Data shown
──────────
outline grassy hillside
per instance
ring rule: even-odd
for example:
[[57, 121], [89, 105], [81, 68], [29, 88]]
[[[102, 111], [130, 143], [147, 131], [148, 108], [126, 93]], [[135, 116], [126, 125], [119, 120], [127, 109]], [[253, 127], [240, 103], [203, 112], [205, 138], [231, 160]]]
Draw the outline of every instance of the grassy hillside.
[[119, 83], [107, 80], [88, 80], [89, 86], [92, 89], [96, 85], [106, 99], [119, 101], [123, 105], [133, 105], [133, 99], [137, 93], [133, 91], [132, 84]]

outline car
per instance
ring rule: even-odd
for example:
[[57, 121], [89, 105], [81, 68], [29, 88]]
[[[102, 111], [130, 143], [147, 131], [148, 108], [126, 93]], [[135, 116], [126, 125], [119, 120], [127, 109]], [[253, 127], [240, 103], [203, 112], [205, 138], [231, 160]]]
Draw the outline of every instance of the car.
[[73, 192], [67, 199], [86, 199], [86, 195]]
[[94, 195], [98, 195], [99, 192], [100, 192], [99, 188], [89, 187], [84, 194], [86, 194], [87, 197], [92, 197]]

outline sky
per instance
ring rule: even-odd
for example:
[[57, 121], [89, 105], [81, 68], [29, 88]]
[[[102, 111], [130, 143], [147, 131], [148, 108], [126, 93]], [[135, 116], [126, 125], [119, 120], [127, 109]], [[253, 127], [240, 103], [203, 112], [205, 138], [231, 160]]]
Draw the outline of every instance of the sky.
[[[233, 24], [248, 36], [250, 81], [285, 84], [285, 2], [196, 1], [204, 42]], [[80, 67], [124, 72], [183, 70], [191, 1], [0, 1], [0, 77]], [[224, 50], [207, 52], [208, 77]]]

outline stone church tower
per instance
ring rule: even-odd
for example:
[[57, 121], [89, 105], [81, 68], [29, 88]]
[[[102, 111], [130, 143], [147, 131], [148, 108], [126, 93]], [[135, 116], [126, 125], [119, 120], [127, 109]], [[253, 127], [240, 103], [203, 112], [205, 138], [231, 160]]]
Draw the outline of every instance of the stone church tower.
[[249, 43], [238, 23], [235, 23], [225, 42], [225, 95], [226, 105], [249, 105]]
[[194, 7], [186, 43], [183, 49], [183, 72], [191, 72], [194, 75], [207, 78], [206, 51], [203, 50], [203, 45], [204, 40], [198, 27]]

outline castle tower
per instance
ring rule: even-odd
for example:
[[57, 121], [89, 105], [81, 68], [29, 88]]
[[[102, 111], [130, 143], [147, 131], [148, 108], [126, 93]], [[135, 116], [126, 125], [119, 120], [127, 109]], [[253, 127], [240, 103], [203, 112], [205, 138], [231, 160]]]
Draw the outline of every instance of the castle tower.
──────────
Written task
Reproduce all of the data above line for line, with no changes.

Exercise result
outline grassy hillside
per instance
ring rule: even-odd
for example:
[[57, 121], [89, 105], [81, 68], [29, 88]]
[[[102, 111], [130, 143], [147, 131], [148, 108], [126, 93]], [[135, 116], [126, 125], [119, 120], [127, 109]], [[253, 127], [240, 103], [203, 112], [205, 138], [231, 160]]]
Draw the outline of every instance of the grassy hillside.
[[119, 83], [107, 80], [88, 80], [89, 86], [92, 89], [96, 85], [106, 99], [119, 101], [123, 105], [133, 105], [133, 99], [137, 93], [133, 91], [132, 84]]

outline car
per instance
ring rule: even-odd
for example:
[[57, 121], [89, 105], [81, 68], [29, 88]]
[[[102, 111], [130, 143], [147, 131], [148, 108], [126, 93]], [[135, 116], [126, 125], [119, 120], [127, 109]], [[253, 127], [240, 103], [203, 112], [205, 138], [231, 160]]]
Draw the outline of every instance of the car.
[[73, 192], [67, 199], [86, 199], [86, 195]]
[[94, 195], [98, 195], [99, 192], [100, 192], [99, 188], [89, 187], [84, 194], [86, 194], [87, 197], [92, 197]]

outline sky
per instance
ring rule: even-odd
for example:
[[57, 121], [89, 105], [81, 68], [29, 88]]
[[[102, 111], [130, 143], [147, 131], [148, 108], [126, 93]], [[135, 116], [126, 125], [119, 120], [127, 109]], [[253, 127], [240, 103], [203, 112], [205, 138], [231, 160]]]
Draw the outline of every instance of the sky.
[[[233, 24], [248, 36], [250, 81], [285, 84], [285, 2], [196, 1], [204, 42]], [[80, 67], [124, 72], [183, 70], [191, 1], [0, 1], [0, 77]], [[224, 50], [207, 52], [208, 77]]]

outline stone church tower
per instance
ring rule: even-odd
for example:
[[57, 121], [89, 105], [81, 68], [29, 88]]
[[[102, 111], [130, 143], [147, 131], [148, 108], [126, 93]], [[135, 116], [126, 125], [119, 120], [127, 109]], [[253, 127], [240, 103], [203, 112], [205, 138], [231, 160]]]
Draw the outline of every instance of the stone church tower.
[[249, 43], [238, 23], [235, 23], [225, 42], [225, 95], [226, 105], [249, 105]]
[[194, 7], [186, 43], [183, 49], [183, 72], [191, 72], [194, 75], [207, 78], [206, 51], [203, 50], [203, 45], [204, 40], [198, 27]]

outline castle tower
per instance
ring rule: even-odd
for example:
[[57, 121], [89, 105], [81, 68], [29, 88]]
[[[102, 111], [130, 143], [147, 131], [148, 108], [126, 93]], [[135, 116], [126, 125], [119, 120], [127, 109]], [[253, 127], [240, 103], [203, 112], [205, 138], [231, 160]]]
Draw the outline of every instance of the castle tower.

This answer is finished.